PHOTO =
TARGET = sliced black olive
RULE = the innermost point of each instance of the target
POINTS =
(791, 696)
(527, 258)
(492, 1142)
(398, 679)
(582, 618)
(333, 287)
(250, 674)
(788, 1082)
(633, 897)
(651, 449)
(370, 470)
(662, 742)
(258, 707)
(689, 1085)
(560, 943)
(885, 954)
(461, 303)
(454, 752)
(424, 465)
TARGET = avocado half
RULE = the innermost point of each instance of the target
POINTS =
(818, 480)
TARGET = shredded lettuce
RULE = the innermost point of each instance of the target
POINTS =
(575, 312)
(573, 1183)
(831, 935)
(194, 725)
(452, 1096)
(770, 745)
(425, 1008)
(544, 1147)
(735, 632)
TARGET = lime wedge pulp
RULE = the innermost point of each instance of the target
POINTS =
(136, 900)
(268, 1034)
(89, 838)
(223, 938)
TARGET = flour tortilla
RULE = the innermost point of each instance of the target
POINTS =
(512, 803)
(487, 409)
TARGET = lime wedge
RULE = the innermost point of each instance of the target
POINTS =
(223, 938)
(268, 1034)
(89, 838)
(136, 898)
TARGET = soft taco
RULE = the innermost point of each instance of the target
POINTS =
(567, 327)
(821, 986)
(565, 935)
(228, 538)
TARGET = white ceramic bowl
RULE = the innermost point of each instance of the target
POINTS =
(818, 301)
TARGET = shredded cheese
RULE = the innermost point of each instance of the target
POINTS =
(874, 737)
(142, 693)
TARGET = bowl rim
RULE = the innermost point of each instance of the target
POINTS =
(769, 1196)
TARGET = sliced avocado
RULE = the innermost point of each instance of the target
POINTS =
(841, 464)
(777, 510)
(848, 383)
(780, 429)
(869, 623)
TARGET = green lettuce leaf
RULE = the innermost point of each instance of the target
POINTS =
* * * *
* _What is expected_
Rewrite the rows as a JSON list of strings, one per line and skipping blank lines, starting at the line that contains "TARGET = sliced avocado" and ending at the last line of the rows.

* _Task response_
[
  "TARGET = sliced avocado",
  "RULE = the innermost point of each instance of the target",
  "POINTS =",
  "(841, 464)",
  "(777, 510)",
  "(848, 383)",
  "(780, 429)",
  "(869, 623)",
  "TARGET = green lettuce leaf",
  "RULE = the innermost point of each instance of the target",
  "POINTS ="
]